Reproduce each line of the listing that follows verbatim, from the first line to the last.

-- Begin --

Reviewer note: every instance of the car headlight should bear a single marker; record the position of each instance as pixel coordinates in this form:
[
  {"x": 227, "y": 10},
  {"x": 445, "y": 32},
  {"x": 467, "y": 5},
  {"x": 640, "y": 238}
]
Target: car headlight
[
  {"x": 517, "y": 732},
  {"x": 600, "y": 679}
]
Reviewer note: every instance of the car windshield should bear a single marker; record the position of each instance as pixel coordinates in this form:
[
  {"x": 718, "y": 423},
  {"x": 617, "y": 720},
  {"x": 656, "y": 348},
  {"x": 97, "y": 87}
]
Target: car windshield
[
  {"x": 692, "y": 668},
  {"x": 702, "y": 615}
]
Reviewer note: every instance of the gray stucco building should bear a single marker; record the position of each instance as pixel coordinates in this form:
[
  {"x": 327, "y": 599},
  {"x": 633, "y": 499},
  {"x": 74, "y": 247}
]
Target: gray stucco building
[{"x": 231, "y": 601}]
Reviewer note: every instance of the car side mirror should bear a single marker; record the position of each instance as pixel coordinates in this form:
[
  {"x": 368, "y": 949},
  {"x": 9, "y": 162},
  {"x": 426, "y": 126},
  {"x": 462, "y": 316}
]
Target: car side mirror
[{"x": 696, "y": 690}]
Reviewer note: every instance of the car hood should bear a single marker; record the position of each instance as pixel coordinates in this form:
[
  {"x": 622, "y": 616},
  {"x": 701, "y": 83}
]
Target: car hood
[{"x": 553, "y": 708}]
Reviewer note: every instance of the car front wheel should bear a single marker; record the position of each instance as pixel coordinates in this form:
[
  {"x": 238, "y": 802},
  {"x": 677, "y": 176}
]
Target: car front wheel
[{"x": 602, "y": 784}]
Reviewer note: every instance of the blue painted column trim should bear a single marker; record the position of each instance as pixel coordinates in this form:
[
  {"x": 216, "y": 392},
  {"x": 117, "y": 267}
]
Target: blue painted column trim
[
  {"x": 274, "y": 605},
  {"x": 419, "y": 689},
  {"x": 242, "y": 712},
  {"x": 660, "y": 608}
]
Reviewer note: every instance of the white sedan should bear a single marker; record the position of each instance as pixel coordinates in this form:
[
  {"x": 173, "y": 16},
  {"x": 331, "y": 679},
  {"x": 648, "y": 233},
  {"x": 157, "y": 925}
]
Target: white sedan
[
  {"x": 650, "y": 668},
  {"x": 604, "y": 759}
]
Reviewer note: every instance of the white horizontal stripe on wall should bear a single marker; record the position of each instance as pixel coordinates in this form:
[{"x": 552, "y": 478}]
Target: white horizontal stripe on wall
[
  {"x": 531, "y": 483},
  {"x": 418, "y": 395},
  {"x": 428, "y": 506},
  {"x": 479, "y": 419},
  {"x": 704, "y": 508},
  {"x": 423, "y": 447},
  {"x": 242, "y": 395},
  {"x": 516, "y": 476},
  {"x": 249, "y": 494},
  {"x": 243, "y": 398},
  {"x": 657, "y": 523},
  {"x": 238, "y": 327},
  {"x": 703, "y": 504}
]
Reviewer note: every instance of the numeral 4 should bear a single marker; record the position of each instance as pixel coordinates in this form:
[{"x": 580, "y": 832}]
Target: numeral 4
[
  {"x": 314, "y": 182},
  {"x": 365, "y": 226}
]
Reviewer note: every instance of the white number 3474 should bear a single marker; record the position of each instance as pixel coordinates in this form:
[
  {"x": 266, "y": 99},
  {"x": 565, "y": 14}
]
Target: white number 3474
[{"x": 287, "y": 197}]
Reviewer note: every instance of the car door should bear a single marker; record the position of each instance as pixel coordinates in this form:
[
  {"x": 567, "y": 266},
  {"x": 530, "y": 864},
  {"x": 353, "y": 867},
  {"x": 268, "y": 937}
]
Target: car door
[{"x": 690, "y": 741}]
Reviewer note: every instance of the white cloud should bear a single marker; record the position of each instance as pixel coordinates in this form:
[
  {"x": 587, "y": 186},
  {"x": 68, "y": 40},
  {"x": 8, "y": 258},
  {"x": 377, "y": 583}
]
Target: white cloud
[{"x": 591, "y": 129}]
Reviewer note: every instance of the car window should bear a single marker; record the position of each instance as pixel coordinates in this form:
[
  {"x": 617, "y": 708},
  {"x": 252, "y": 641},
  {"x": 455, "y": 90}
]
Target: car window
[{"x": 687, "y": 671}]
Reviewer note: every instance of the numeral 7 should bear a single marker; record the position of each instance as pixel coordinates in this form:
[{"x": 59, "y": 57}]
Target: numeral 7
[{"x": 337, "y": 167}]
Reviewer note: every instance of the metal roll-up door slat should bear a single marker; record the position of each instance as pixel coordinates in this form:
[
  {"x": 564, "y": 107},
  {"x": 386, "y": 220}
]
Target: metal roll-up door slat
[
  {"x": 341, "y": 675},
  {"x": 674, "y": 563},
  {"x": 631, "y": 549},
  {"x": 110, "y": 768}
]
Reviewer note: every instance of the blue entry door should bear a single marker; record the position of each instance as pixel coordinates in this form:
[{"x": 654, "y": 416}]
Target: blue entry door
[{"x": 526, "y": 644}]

-- End --

- _THE ANSWER_
Reviewer note: every instance of the car headlight should bear a single marker; record the position of each instance as pixel coordinates in this form:
[
  {"x": 227, "y": 10},
  {"x": 445, "y": 32},
  {"x": 467, "y": 5},
  {"x": 640, "y": 238}
]
Target: car headlight
[
  {"x": 517, "y": 732},
  {"x": 600, "y": 679}
]
Reviewer note: every instance of the car windshield should bear a single marker; record the position of each instance as pixel coordinates in this form:
[
  {"x": 718, "y": 423},
  {"x": 617, "y": 720},
  {"x": 656, "y": 348},
  {"x": 97, "y": 87}
]
Target: car windshield
[
  {"x": 692, "y": 668},
  {"x": 702, "y": 615}
]
Reviewer note: every instance of the gray stucco building should bear a single marker; record the position of each instance as pixel coordinates in this form:
[
  {"x": 327, "y": 599},
  {"x": 633, "y": 499},
  {"x": 74, "y": 247}
]
Target: gray stucco building
[{"x": 231, "y": 601}]
Reviewer note: every instance of the car side mirror should bear a single marker; record the position of each instance as pixel coordinates in this form:
[
  {"x": 368, "y": 949},
  {"x": 9, "y": 162},
  {"x": 426, "y": 126},
  {"x": 462, "y": 316}
]
Target: car side mirror
[{"x": 696, "y": 690}]
Reviewer note: every instance of the car hood should bear a single marker; record the position of each instance as pixel coordinates in this form:
[
  {"x": 622, "y": 616},
  {"x": 701, "y": 83}
]
Target: car hood
[{"x": 553, "y": 708}]
Reviewer note: every instance of the car front wheel should bear a single marker; record the position of each instance as pixel coordinates in this form:
[
  {"x": 238, "y": 802},
  {"x": 677, "y": 176}
]
Target: car front wheel
[{"x": 602, "y": 784}]
Reviewer note: every instance of the blue painted column trim should bear a single marker; record the position of each instance as pixel coordinates in this form:
[
  {"x": 216, "y": 392},
  {"x": 117, "y": 267}
]
Target: blue painted column trim
[
  {"x": 274, "y": 605},
  {"x": 419, "y": 689},
  {"x": 242, "y": 712},
  {"x": 660, "y": 608}
]
Reviewer note: every instance of the white sedan should bear a single marker; record the position of each instance as pixel coordinates in this form:
[
  {"x": 173, "y": 16},
  {"x": 331, "y": 679},
  {"x": 648, "y": 233},
  {"x": 157, "y": 925}
]
Target: white sedan
[
  {"x": 650, "y": 668},
  {"x": 604, "y": 759}
]
Reviewer note: every instance of the white horizontal stripe on wall should bear a single marker; record the position of each instance as pixel coordinates in this form:
[{"x": 552, "y": 478}]
Target: white horizontal stripe on wall
[
  {"x": 531, "y": 483},
  {"x": 418, "y": 395},
  {"x": 428, "y": 506},
  {"x": 479, "y": 419},
  {"x": 704, "y": 508},
  {"x": 423, "y": 447},
  {"x": 242, "y": 395},
  {"x": 516, "y": 476},
  {"x": 249, "y": 494},
  {"x": 243, "y": 398},
  {"x": 657, "y": 523},
  {"x": 238, "y": 327},
  {"x": 703, "y": 504}
]
Reviewer note: every instance of the numeral 4 should bear a single marker; record the position of each instance as pixel coordinates in this form:
[{"x": 580, "y": 832}]
Target: numeral 4
[
  {"x": 314, "y": 182},
  {"x": 365, "y": 226}
]
Reviewer note: every instance of the white number 3474 should bear a single marker; record the position of each instance as pixel coordinates in this form:
[
  {"x": 266, "y": 99},
  {"x": 565, "y": 14}
]
Target: white number 3474
[{"x": 287, "y": 197}]
Reviewer note: every instance of the car door should bear a single marker; record the position of each instance as pixel coordinates in this form:
[
  {"x": 567, "y": 266},
  {"x": 530, "y": 864},
  {"x": 353, "y": 867},
  {"x": 268, "y": 937}
]
Target: car door
[{"x": 690, "y": 741}]
Reviewer note: every instance of the white cloud should bear a single marker; record the position of each instance as pixel coordinates in this form:
[
  {"x": 587, "y": 186},
  {"x": 68, "y": 40},
  {"x": 8, "y": 258},
  {"x": 377, "y": 583}
]
Target: white cloud
[{"x": 591, "y": 129}]
Reviewer note: every instance of the car window should bear a single marker; record the position of each instance as pixel coordinates in this form:
[
  {"x": 617, "y": 708},
  {"x": 252, "y": 641},
  {"x": 455, "y": 90}
]
Target: car window
[{"x": 687, "y": 671}]
Reviewer note: every instance of the numeral 7 should bear a single marker; record the position of each instance as pixel coordinates in this form:
[{"x": 59, "y": 57}]
Target: numeral 7
[{"x": 337, "y": 167}]
Reviewer note: every instance of the metal roll-up door slat should bear a single marker; record the position of each instance as pixel coordinates in this form:
[
  {"x": 564, "y": 107},
  {"x": 386, "y": 220}
]
Target: metal roll-up door slat
[
  {"x": 341, "y": 675},
  {"x": 674, "y": 563},
  {"x": 631, "y": 549},
  {"x": 110, "y": 768}
]
Reviewer note: every instance of the blue entry door should bear a single marker; record the position of each instance as pixel coordinates in this form:
[{"x": 654, "y": 416}]
Target: blue entry door
[{"x": 526, "y": 644}]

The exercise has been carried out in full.